Quick time to market response is essential for Telco companies. To satisfy customer needs products and services have to be available and delivered in a timely manner. Therefore, to sell their products a Telco has to manage technical resources and network components. A transparent and efficient resource management system and method is needed to accomplish this goal.

In addition, a solution to this problem should be flexible, allowing the ability to build new components and deploy them without having to change the entire data model, and provide a way to show the relationships between network elements and the services being provided to the end-customer.

Conventional resource management systems map the hardware structures of a Telco network in a fixed data structure. For example, FIG. 1 illustrates a conventional 3 Level fixed data structure hierarchical network. When it comes to implementing changes to such a structure there are disadvantages. As shown, each level has its own table (Table 1 is for the first level, Table 2 is for the second level, and Table 3 is for the third level) and each table is populated with data corresponding to the components needed in that level. Adding a level (e.g., Table X as shown) requires adding a new table within this data model and an adaptation of the software that is making use of the data structure. Further, some systems can only map hardware structures pertaining to one particular hardware vendor; thus, if it is desired to use components of another vendor, these systems may not be able to accommodate this desire.

When there are different tree structures that a Telco or other entity wishes to support, typically these different tree structures are created in parallel. This increases the complexity of maintenance, and is quite restrictive when responding to market changes.

SUMMARY OF THE INVENTION

The present invention enables a service provider or carrier, such as a telecommunications company, to respond quickly to market changes, map the hardware of any manufacturer and manage flexibly changes of internal network structures. The present invention provides a unique database model and method for structuring a resource management system enabling flexibility and ease of management.

┄┄┄┄┄┄┄┄┄┄┄┄┄┄┄┄┄┄┄┄

» Exercise task A
Answer these questions about the Telco resource management passage, one per line:
(i) According to the passage, what does adding a level to a conventional fixed structure require?
(ii) How are different tree structures typically created when a Telco wishes to support them?
(iii) What does the present invention provide?
» Exercise task B
Carry on the Telco resource management passage, starting right after its last sentence.

┄┄┄┄┄┄┄┄┄┄┄┄┄┄┄┄┄┄┄┄

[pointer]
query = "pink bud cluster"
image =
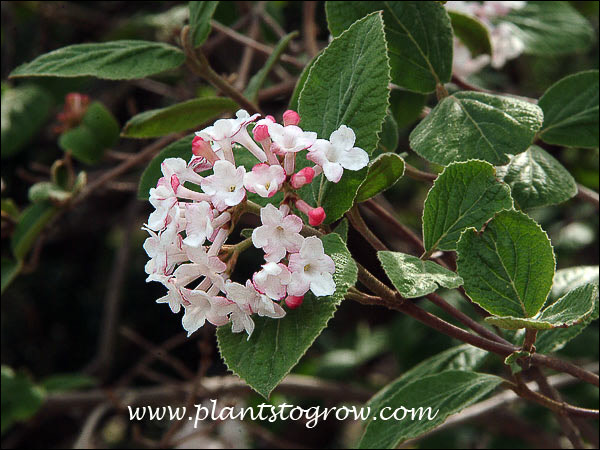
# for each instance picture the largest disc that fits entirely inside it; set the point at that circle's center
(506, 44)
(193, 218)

┄┄┄┄┄┄┄┄┄┄┄┄┄┄┄┄┄┄┄┄

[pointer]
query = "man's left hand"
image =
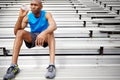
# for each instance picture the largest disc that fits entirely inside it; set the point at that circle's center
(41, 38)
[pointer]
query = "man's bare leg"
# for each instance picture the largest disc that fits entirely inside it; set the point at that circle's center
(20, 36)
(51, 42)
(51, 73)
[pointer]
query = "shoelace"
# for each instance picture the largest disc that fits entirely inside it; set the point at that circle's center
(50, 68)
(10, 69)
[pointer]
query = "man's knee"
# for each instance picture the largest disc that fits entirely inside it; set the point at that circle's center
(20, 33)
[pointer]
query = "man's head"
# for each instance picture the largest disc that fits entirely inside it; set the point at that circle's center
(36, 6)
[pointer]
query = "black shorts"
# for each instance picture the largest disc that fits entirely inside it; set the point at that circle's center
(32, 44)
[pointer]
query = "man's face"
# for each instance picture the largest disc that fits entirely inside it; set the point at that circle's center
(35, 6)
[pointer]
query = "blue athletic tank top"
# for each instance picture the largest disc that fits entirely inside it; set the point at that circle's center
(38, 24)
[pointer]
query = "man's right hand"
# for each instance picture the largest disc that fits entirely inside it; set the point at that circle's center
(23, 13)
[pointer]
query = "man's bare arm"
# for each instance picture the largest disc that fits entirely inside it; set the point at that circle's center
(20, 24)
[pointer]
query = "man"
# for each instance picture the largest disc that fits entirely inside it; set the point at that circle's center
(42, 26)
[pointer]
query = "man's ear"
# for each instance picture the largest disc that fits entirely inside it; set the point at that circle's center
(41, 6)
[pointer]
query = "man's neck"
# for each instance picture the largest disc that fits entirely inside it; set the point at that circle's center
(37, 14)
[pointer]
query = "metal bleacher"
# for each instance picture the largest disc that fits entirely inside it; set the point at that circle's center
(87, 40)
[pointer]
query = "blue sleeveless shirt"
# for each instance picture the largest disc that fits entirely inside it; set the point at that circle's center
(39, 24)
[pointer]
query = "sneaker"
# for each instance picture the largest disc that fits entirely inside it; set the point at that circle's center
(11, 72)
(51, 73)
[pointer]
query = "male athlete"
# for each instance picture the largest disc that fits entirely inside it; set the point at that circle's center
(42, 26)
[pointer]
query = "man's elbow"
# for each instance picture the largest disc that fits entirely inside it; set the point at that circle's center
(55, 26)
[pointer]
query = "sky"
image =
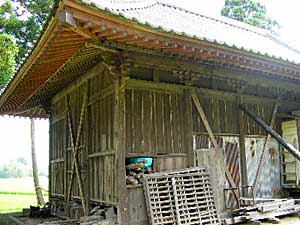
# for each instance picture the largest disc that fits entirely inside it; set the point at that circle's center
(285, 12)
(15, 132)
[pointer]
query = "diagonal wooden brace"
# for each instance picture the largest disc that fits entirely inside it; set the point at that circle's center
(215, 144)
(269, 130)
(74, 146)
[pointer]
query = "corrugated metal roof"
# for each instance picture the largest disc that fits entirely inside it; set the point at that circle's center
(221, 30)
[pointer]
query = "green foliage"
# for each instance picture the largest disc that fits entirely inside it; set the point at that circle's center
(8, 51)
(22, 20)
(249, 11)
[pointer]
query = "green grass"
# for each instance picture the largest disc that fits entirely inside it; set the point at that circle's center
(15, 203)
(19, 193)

┄┄┄┄┄┄┄┄┄┄┄┄┄┄┄┄┄┄┄┄

» Response A
(i) Adding a new table within the data model and adapting the software that makes use of the data structure.
(ii) In parallel.
(iii) A unique database model and method for structuring a resource management system, enabling flexibility and ease of management.

» Response B
In accordance with the present invention, each component type to be utilized within a system is given a generic component type identifier. As an initial step, each of these component types is identified and given a unique component identification number or other unique designation. Next, specific instances of components are identified so that a hierarchical order can be established to establish a relationship between each specific instance of a component.

BRIEF DESCRIPTION OF THE DRAWINGS

FIG. 1 illustrates a conventional 3 level fixed data structure hierarchical network;

FIG. 2 shows an MDU (Main Distribution Unit) structure illustrative of those used in the Telco industry, with a data structure in accordance with the present invention;

FIG. 3 illustrates an example of a table referred to herein as a SERVICE_DATA table;

FIG. 4 shows an example of the structure of the SERVICE_COMPONENTS table and its relationship to the SERVICE_DATA table;

FIG. 5 illustrates the configuration of a resource;

FIG. 6 illustrates a resource package which is stored in a RESOURCE_PACKAGES table;

FIG. 7 shows a typical set of components that might be found in a Telco structure;

FIG. 8 is a screenshot which displays the defined component types of an existing system. Highlighted is a port of an EKSOS node (for voice service) with the property titles;

FIG. 9 illustrates an example of an element structure;

FIG. 10 is a screenshot which shows the elements in a hierarchical order;

FIG. 11 shows the number of nodes needed to display a network object is freely definable;

FIG. 12 shows an example of a defined resource;

FIG. 13 is a screenshot which displays the content of the highlighted resource of type ‘DSL2+ V5.2 Analog+ISDN’;

FIG. 14 illustrates a representative workstation hardware environment in which the present invention may be practiced; and

FIG. 15 illustrates a data processing network 1540 in which the present invention may be practiced

DETAILED DESCRIPTION OF THE INVENTION

In accordance with the present invention, each component type to be utilized within a system is given a generic component type identifier. Thus, for example, it may be determined that in a particular system, there are eight component types, comprising a rack, a panel, a unit, a pin, a main distribution unit (MDU), a node, a port, and a modem. As an initial step, each of these component types is identified and given a unique component identification number or other unique designation. It is noted that the component types listed above are given for purposes of example only and it is understood that any component type being used in a system will be identified during this initial identification step.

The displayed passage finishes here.